Aim of the exercise
Set out each line of the data below as a Markdown table with two columns: Row for the row number and Text for the line itself. Skip any blank lines.

Exercise data
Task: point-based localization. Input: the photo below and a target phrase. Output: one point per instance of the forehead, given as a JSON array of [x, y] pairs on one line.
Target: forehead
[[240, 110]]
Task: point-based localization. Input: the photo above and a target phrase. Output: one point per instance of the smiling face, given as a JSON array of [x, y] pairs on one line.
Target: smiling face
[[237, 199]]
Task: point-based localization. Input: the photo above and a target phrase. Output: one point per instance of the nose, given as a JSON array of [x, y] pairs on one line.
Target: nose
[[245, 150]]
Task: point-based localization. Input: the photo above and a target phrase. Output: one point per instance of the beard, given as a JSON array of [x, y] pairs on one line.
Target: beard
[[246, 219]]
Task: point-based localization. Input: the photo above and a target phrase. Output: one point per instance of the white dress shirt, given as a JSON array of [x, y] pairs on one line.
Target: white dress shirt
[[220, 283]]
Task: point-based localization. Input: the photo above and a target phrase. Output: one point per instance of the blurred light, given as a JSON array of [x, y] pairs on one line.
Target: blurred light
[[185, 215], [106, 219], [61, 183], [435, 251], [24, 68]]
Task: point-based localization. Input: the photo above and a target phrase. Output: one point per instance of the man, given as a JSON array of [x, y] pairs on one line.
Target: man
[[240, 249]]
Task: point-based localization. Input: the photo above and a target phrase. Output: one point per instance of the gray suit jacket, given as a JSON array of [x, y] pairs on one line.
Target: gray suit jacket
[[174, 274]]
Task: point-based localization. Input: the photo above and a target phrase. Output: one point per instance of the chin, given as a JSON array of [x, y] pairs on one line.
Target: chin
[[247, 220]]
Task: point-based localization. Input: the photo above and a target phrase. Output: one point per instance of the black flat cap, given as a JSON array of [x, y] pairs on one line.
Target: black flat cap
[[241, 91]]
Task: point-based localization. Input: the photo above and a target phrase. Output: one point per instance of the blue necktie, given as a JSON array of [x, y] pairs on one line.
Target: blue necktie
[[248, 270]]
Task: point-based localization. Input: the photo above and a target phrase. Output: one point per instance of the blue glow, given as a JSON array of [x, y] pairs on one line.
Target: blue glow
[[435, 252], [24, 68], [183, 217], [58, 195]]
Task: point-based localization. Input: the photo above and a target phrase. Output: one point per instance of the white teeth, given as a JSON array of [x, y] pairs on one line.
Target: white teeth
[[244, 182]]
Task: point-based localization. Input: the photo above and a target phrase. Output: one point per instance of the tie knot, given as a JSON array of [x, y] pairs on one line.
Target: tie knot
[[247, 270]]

Problem solution
| Row | Text |
|---|---|
| 1 | Task: point-based localization. Input: the photo below and a target phrase. Output: one point per instance of the forehead, given as a JSON array of [x, y] pairs on one line. |
| 2 | Target: forehead |
| 3 | [[240, 110]] |
| 4 | Task: point-based localization. Input: the photo above and a target phrase. Output: one point per instance of the smiling face, given as a JSON array of [x, y] pairs on one line. |
| 5 | Target: smiling face |
| 6 | [[237, 199]] |
| 7 | Task: point-based localization. Input: the photo above and a target phrase. Output: one point per instance of the nose, given as a JSON array of [x, y] pairs on one line. |
| 8 | Target: nose |
| 9 | [[245, 150]] |
| 10 | Task: point-based localization. Input: the photo above and a target phrase. Output: one point per instance of the beard, given as a JSON array of [x, y] pairs on one line. |
| 11 | Target: beard |
| 12 | [[246, 219]] |
| 13 | Task: point-based localization. Input: the photo above and a target phrase. Output: one point per instance of the white dress shirt, given as a JSON array of [x, y] pairs on one line. |
| 14 | Target: white dress shirt |
| 15 | [[220, 283]] |
| 16 | Task: point-based localization. Input: the photo above and a target phrase. Output: one point per instance of the blurred light, given as a JSON array of [x, y] pairs on one line. |
| 17 | Target: blurred light |
| 18 | [[185, 215], [106, 219], [61, 183], [435, 251], [24, 68]] |
| 19 | Task: point-based localization. Input: the photo above and a target phrase. Output: one point per instance of the man, given as a JSON array of [x, y] pairs on one line. |
| 20 | Target: man |
| 21 | [[240, 249]] |
| 22 | Task: point-based localization. Input: the photo above and a target phrase. Output: one point per instance of the gray suit jacket, given as a JSON array of [x, y] pairs on one line. |
| 23 | Target: gray suit jacket |
| 24 | [[174, 274]] |
| 25 | Task: point-based localization. Input: the photo above and a target phrase. Output: one point per instance of the chin, given as a JSON array of [x, y] pairs on one line. |
| 26 | Target: chin |
| 27 | [[247, 220]] |
| 28 | Task: point-based localization. Input: the photo above and a target phrase. Output: one point per instance of the black flat cap, given as a JSON array of [x, y] pairs on one line. |
| 29 | Target: black flat cap |
| 30 | [[241, 91]] |
| 31 | Task: point-based localization. Input: the photo above and a target phrase. Output: one point per instance of the blue necktie, given as a JSON array of [x, y] pairs on one line. |
| 32 | Target: blue necktie |
| 33 | [[248, 270]] |
| 34 | Task: point-based localization. Input: the photo above and a target phrase. Output: one point per instance of the blue glow, given as a JSON array of [x, y] pairs on one line. |
| 35 | Target: blue glow |
| 36 | [[435, 252], [24, 68], [183, 217], [58, 195]] |
| 37 | Task: point-based localization. Input: the photo above and a target phrase. Output: one point per instance of the white teeth, given as a JSON array of [x, y] pairs on one line. |
| 38 | Target: white teeth |
| 39 | [[244, 182]] |
| 40 | Task: point-based localization. Input: the photo above and a target phrase. Output: one point per instance of the tie knot, given as a JSON array of [x, y] pairs on one line. |
| 41 | Target: tie knot |
| 42 | [[247, 270]] |